Whenever the word "field" appears in a line of the data below, copy that line.

====== EXERCISE DATA ======

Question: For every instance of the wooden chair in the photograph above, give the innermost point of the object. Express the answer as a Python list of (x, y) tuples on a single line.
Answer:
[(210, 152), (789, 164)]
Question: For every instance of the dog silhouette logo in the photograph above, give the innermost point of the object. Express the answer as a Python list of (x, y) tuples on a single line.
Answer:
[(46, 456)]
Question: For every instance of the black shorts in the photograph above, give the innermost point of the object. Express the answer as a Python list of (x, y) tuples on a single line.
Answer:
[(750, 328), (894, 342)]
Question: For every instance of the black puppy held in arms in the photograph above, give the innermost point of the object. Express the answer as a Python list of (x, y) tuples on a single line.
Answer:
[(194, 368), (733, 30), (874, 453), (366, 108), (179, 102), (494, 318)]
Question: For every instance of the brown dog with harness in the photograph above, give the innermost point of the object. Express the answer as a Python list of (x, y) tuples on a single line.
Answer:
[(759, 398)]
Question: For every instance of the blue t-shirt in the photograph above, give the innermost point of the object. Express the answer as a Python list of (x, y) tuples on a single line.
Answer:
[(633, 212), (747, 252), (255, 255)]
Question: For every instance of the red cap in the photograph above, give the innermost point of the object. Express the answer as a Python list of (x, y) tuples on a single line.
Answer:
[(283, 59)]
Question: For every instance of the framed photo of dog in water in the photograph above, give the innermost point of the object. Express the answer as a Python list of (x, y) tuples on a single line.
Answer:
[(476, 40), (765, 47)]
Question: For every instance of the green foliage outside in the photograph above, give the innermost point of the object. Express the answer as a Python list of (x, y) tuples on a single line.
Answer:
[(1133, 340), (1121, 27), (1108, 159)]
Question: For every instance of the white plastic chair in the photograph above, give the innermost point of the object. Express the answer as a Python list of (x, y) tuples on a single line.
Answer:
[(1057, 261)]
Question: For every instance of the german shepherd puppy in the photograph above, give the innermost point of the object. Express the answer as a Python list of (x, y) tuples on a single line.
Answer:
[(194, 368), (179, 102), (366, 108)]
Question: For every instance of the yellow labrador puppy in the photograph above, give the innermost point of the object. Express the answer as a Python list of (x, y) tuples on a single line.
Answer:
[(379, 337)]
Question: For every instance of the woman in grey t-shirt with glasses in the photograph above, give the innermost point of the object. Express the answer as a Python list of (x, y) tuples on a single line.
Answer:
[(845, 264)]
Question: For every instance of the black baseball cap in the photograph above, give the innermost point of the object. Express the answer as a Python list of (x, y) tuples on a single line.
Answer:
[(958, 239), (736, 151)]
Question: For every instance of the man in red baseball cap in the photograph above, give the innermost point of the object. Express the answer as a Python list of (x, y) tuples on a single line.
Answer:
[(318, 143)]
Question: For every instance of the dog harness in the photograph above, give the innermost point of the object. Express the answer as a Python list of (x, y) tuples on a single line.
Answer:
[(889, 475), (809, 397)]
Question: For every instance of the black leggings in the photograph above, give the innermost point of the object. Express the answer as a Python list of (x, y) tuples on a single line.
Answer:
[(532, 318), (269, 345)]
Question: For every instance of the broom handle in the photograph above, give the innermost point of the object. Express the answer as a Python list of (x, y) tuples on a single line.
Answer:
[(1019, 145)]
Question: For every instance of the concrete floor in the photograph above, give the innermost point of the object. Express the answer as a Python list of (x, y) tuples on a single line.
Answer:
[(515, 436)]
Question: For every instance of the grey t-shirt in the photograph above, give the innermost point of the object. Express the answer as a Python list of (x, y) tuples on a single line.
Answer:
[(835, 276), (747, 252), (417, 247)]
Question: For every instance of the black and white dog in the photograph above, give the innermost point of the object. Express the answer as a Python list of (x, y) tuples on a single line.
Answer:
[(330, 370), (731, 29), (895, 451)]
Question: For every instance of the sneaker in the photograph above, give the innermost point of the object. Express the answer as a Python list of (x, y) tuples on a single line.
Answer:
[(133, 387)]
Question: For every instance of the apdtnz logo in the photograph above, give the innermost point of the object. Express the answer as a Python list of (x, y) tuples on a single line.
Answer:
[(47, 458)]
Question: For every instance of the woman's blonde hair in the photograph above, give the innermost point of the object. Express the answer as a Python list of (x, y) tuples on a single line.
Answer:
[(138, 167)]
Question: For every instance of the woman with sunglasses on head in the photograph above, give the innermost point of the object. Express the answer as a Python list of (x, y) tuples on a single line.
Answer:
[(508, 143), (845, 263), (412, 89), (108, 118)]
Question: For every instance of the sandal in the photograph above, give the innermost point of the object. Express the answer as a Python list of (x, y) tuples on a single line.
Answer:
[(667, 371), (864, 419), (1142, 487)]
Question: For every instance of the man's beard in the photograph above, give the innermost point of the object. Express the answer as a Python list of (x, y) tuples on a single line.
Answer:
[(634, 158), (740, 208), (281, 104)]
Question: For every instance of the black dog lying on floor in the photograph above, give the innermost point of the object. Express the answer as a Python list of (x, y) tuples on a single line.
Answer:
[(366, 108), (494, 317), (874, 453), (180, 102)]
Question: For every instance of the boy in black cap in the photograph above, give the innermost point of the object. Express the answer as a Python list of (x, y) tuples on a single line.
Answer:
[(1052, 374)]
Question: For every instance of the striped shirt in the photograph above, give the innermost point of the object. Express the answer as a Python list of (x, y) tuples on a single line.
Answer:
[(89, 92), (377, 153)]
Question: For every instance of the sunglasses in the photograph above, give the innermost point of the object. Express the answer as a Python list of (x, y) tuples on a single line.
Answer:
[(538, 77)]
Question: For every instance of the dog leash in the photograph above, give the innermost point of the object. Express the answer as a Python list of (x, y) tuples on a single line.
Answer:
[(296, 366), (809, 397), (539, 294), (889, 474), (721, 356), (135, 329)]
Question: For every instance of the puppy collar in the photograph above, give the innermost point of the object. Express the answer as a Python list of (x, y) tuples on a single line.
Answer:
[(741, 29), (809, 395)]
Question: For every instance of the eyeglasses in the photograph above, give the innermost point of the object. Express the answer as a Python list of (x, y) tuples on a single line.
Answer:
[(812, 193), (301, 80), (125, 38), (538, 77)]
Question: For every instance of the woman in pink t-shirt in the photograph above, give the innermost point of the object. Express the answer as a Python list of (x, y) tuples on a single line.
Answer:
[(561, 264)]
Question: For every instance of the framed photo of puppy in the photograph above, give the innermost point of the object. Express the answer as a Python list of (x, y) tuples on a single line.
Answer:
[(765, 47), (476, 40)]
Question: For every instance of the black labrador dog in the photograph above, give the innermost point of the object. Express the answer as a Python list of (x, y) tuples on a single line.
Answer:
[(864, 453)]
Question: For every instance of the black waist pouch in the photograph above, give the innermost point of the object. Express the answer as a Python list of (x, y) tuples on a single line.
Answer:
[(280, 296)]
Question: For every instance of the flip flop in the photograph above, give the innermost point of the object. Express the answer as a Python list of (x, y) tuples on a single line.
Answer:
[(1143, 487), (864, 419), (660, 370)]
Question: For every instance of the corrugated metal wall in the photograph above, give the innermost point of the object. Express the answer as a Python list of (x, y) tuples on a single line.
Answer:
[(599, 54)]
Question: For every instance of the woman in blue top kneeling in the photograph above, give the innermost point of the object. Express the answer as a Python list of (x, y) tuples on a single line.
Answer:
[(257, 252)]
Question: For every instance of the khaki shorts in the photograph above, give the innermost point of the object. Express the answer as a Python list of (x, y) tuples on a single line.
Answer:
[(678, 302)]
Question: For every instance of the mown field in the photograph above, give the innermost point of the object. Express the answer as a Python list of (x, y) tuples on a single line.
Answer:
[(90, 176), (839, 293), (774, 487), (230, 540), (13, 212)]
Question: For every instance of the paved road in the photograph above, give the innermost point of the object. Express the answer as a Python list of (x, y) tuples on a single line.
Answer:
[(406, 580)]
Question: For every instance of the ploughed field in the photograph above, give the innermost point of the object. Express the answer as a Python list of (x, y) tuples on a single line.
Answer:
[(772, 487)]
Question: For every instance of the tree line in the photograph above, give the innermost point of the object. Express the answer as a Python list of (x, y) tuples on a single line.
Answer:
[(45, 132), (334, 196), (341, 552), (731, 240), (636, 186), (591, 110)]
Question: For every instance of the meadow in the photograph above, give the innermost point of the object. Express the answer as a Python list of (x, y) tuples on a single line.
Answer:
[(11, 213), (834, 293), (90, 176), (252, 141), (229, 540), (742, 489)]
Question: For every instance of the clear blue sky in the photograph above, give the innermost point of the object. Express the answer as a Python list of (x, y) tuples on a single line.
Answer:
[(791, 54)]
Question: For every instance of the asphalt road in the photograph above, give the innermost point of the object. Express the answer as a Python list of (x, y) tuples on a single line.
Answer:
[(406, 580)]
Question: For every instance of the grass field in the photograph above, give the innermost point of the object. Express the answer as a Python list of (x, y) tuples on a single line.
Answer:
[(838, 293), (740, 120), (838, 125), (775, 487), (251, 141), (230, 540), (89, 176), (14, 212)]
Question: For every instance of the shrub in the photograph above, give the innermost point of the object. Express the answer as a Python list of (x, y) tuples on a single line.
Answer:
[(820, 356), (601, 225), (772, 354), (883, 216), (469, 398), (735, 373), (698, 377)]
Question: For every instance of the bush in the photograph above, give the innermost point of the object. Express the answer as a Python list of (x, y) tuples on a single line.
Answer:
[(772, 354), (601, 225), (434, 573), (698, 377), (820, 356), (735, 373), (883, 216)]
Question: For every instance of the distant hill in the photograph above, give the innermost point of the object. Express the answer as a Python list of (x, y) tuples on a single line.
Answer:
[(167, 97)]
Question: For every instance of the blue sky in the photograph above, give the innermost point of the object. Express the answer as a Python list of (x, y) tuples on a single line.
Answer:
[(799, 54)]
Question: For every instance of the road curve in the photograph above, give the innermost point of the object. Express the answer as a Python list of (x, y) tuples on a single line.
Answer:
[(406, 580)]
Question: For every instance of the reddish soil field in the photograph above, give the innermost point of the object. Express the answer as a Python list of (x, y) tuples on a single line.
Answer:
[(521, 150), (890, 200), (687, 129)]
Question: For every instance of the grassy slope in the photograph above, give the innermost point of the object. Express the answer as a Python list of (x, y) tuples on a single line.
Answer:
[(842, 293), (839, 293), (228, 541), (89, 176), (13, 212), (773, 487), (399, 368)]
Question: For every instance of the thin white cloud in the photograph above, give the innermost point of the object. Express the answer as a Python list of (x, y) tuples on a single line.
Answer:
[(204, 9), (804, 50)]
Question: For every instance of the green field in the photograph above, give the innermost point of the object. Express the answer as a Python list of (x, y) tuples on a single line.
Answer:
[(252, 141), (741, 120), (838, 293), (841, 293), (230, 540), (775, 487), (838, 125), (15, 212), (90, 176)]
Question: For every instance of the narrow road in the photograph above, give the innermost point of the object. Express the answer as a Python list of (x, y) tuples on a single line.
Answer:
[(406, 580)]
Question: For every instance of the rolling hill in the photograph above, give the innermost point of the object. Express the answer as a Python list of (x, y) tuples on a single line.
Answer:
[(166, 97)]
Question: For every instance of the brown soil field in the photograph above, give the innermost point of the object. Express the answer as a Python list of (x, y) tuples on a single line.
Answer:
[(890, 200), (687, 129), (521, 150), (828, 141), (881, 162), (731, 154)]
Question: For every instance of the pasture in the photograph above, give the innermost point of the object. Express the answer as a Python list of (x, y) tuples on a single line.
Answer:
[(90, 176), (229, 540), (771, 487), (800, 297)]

======

- _TASK RESPONSE_
Question: For every instance of the mown field in the photograph above, give the innermost point of the object. Express the answer as a Python list of (x, y) tuples on a single line.
Question: For every instance of the ploughed field in the photograph above, give the innermost point of the object. Express the answer as a Python list of (x, y) tuples on a single line.
Question: For every instance of the grass field in the photograph above, give the innermost point of the object. Express the answer as a Python list of (x, y) tuples on a single line.
Question: For every instance of the reddish soil field in the photograph above, give the innermost point of the object. Express the answer as a Python list of (x, y) tuples on a single line.
Question: For every instance of the green field in the photograph above, give the innermost point of the object. Express the answer as a Python list of (x, y) tuples on a single line.
Question: For every instance of the brown soil field in the photograph above, give the innermost point of the object. Express the answer as a Python list of (x, y) tuples on a single line.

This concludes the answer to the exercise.